SOURCE DOCUMENT.
[start]
Evocative of an abhang
You could broadly place the second composition in the YAmaan family. Raga Ganeshkalyan is one the ustad wrote years ago during the Ganesh Chaturti celebrations in Pune. Inevitably therefore, the piece was evocative of an abhang with a rhythmic pattern akin to the all-too-familiar teental.
Rag Darbari Kanada was the first encounter of the night with a bandish conforming strictly to the Hindustani Shaili.
An exquisite exposition in the alap led to a swift sequence of what would have been an elaborate jod.
It was nearly half-time when Ayaan, the younger of the siblings, came on stage with brother Amaan Ali Khan . Attired in deep-red sherwanis, the duo proved a formidable match to their father and guru even as they were conscious of the weighty lineage.
With two exuberant youngsters in the spotlight, there was some concern about maintaining flow and continuity in the recital. But the synchrony among the sarods was indeed striking.
When they commenced the popular rag Rageshri from the Khamaj family, the last thing you could spot was an overlap. Playing at times in tandem and then in turns, the alap soon progressed into a jod and a jhala.
In the vilambit composition, the brothers were backed by the two tablas, melding melody with rhythm. There was an evident camaraderie and respect among the instrumentalists and their percussion counterparts.
And in the madhyalay and the dhrut, the brothers skilfully demonstrated the art of improvisation with one staying anchored in the composition and the other making forays into realms of the unknown. The quartet eventually reached the crescendo with gusto and in great style.
Once the father was back on stage, it was more than business as usual for the trio. To those familiar with Rabindranath Tagore's haunting melody, "Ekla Chalore," the close alignment with the lyrics in the sarod interpretation was noteworthy. The song soon merged into an Assamese folk tune.
The last composition of the night was in rag Mishrkirvani, adopted from the south Indian sampoorn raga Kiravani. The father led the way in the alap.
Then a sudden gush of phrases on the sarod developed into a dialogue in a brisk fast-tempo dhrut. You could liken the spell on the tabla to a tani avartanam with the sarod continuing to sing in the background. When the performance reached a climax, it was an ecstatic way to bid farewell to 2005.
[end]
GIVEN RECORDS.
[start]
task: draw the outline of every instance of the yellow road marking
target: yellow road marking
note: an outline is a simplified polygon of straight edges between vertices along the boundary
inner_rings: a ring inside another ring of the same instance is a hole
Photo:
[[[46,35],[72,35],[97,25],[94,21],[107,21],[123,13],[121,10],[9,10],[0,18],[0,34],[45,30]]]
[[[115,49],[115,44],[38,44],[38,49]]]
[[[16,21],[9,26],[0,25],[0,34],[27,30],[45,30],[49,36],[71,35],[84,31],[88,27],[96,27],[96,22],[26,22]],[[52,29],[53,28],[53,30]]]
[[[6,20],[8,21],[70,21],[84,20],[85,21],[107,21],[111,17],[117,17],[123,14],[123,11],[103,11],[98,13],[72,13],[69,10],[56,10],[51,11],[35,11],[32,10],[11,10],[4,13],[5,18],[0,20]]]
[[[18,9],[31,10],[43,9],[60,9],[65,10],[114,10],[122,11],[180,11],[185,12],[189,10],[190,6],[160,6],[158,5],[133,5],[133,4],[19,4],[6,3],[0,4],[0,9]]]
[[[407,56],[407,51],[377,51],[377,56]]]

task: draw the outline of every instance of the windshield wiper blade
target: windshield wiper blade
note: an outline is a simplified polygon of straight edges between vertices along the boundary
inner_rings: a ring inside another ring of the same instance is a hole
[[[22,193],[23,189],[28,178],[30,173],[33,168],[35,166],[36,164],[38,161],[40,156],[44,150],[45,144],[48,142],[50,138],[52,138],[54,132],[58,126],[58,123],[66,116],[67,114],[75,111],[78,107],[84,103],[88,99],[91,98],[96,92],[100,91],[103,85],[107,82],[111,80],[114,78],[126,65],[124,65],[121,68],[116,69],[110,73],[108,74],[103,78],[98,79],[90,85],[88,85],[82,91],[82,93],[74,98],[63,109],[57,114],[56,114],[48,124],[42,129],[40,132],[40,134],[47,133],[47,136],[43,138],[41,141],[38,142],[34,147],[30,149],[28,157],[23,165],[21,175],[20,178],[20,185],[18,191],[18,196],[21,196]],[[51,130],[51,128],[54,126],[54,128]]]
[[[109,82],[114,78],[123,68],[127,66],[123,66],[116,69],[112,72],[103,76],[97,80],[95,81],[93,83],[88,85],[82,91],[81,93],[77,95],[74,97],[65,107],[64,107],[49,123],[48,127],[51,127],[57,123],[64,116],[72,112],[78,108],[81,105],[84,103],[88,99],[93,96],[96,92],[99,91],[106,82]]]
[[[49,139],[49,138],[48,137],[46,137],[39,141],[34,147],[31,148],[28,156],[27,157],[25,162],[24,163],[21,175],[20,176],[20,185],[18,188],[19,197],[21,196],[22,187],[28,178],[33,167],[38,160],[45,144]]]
[end]
JOB 1.
Retype the passage of the concert review that begins at the words "An exquisite exposition" and stops after the words "was indeed striking.".
JOB 2.
According to the concert review, in what raga was the last composition of the night?
JOB 3.
Sum up the concert review in two sentences.
None of the items are needed for this work.

TASK SOLUTION 1.
An exquisite exposition in the alap led to a swift sequence of what would have been an elaborate jod.
It was nearly half-time when Ayaan, the younger of the siblings, came on stage with brother Amaan Ali Khan . Attired in deep-red sherwanis, the duo proved a formidable match to their father and guru even as they were conscious of the weighty lineage.
With two exuberant youngsters in the spotlight, there was some concern about maintaining flow and continuity in the recital. But the synchrony among the sarods was indeed striking.

TASK SOLUTION 2.
Rag Mishrkirvani, adopted from the south Indian sampoorn raga Kiravani.

TASK SOLUTION 3.
The review describes a recital that included the ustad's own Raga Ganeshkalyan and Rag Darbari Kanada, after which his sons Ayaan and Amaan Ali Khan came on stage near half-time and played rag Rageshri with striking synchrony among the sarods. With the father back, the trio played Tagore's "Ekla Chalore," which merged into an Assamese folk tune, and closed with rag Mishrkirvani, reaching a climax that made an ecstatic farewell to 2005.